WORK TO DO →
Extract each line of the material that contains the word "target". Case counts.

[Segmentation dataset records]
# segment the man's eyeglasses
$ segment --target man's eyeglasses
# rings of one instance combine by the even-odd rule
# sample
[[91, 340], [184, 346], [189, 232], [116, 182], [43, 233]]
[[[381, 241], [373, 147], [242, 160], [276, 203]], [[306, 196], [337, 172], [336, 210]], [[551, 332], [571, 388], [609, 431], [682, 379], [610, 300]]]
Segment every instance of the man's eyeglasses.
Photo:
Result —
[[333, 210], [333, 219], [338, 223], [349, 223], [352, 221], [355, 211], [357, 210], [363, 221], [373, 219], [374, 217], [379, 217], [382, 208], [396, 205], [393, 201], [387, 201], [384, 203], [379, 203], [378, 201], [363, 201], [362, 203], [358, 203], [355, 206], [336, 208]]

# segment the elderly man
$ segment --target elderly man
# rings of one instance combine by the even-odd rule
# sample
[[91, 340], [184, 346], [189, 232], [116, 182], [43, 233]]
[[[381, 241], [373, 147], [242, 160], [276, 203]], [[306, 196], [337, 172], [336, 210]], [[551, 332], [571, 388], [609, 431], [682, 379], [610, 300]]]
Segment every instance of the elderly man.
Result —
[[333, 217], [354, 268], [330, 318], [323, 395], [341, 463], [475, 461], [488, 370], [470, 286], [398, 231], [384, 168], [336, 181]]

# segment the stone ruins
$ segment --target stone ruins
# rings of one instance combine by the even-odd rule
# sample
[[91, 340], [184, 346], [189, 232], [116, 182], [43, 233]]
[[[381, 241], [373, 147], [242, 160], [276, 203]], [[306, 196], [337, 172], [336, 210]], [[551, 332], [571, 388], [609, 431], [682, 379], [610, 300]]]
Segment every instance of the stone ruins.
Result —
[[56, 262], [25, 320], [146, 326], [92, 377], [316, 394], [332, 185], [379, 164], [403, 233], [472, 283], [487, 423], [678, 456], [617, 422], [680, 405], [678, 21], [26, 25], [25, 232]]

THE SOLUTION →
$ segment --target man's eyeglasses
$ segment --target elderly man
$ segment --target stone ruins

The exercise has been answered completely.